PROBLEMS TO SOLVE>
1 - Using the essay below about a first visit to Jumbo’s Clown Room, decide whether each statement agrees with it. Answer yes or no for each, and quote the deciding words of the essay. (a) Jumbo’s Clown Room opened in 1970. (b) A DJ chooses the music the dancers perform to. (c) The bar stands between a pet store and a Thai restaurant.
2 - In the essay below about Jumbo’s Clown Room, what color is the brick on the outside of the bar painted?
3 - Carry on the essay below about the first visit to Jumbo’s Clown Room from the point where it stops.

I Almost Met Ron Jeremy

It’s Five P.M. on Easter Sunday and I’m sitting in the backyard of an East Hollywood bungalow with my boyfriend and his bros.

We’ve run out of beer. No one feels like pizza. Somebody bought a bunch of lottery scratchers but no one won anything. At a loss, we decide to go to Jumbo’s Clown Room.

I’ve heard stories about Jumbo’s  – P, my boyfriend, often pays his assistants with a stack of singles and a trip to the Clown Room. He’s an artist, so this kind of behavior is acceptable.

I do a bit of research on my smartphone on the car ride over. Jumbo’s Clown Room opened in 1970 as “the best place to goof off” in Hollywood and has since evolved into a kind of punk rock bikini bar where the public can watch tattooed girls pole dance in their skivvies.

I also learn that there’s no DJ and the dancers pick their own songs from the jukebox. I learn that California law prohibits fully-nude strip clubs from serving booze if they’re going to have fully nude dancers, so I won’t be seeing any nips tonight.

This is going to be my first time at a strip club. I’m anticipating a blur of emaciated women draped over furniture, gyrating with the last of their failing, drug-addled strength. Is there going to be a pimp in a green suit backhanding girls if they ask for water? Am I going to get herpes?

It’s me and a bunch of bros, and I’m nervous. Exotic dancing, voyeurism, feather boas – it’s all new to me. I’m a sheltered kid from the suburbs, where “sexy” was a subterranean, non-linguistic zone I knew only as the twinge in my stomach I got when Justin Timberlake came on the radio. The popular kids at my high school hung out at Young Life. 

We park. The bar is sandwiched between a pet store and a Thai restaurant. The brick outside is painted black. There are no windows.

PROVIDED MATERIAL>
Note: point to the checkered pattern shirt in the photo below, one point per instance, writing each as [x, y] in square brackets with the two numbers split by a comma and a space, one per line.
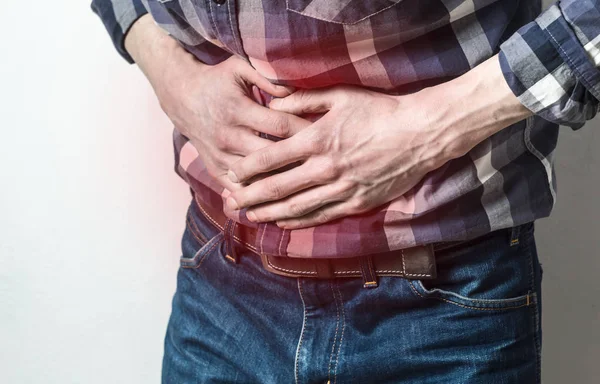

ANSWERS FOR THIS EXERCISE>
1 -
(a) Yes: “Jumbo’s Clown Room opened in 1970 as “the best place to goof off” in Hollywood”
(b) No: “there’s no DJ and the dancers pick their own songs from the jukebox”
(c) Yes: “The bar is sandwiched between a pet store and a Thai restaurant.”

2 - Black.

3 -
Inside, the bouncer asks if this is our first time. “Yes,” I say, barely audible. My hand fumbles for my ID. I’m wearing the same sundress I wore to Easter brunch.

“You know what to do,” he nods to P and his dudes. “No cameras allowed. Be sure to tip the ladies.”

We enter.

The room is tiny and the clown game is strong. There are paintings of clowns on the wall and little clown statuettes on a shelf above the bar.

We take our group to a booth on the far side of the room. It’s surprisingly well-lit, so I’m able to take a good look around. It’s surprising. Jumbo’s is exceptionally clean. The girls are pretty. I don’t even see any shriveled junkies tweaking in corner.

Despite the reassuring visibility, it’s pretty awkward to have the lights on. Things that happen under full lighting are usually quotidian: work, school, waiting in line at the bank. Not stripping. What’s most uncomfortable is that the dancers can see us seeing them.

The lights stay on for three dances before someone turns them down.

There are four different women dancing in rotation: an athletic girl with black roots sprouting from her blonde hair; a woman wearing leather lingerie and a top hat; a boho-chic lady in fringy scarves; and one woman who mostly stands around looking bored until, as if propelled by a law of physics, her body slams against the pole and flies upward until it is perfectly perpendicular to the pole. Her face remains placid.

The stage is rimmed with low brass guardrails and lined with mirrors on all sides. There’s a mirror on the ceiling. When Leather Lingerie dances, she makes eye contact with herself and smiles.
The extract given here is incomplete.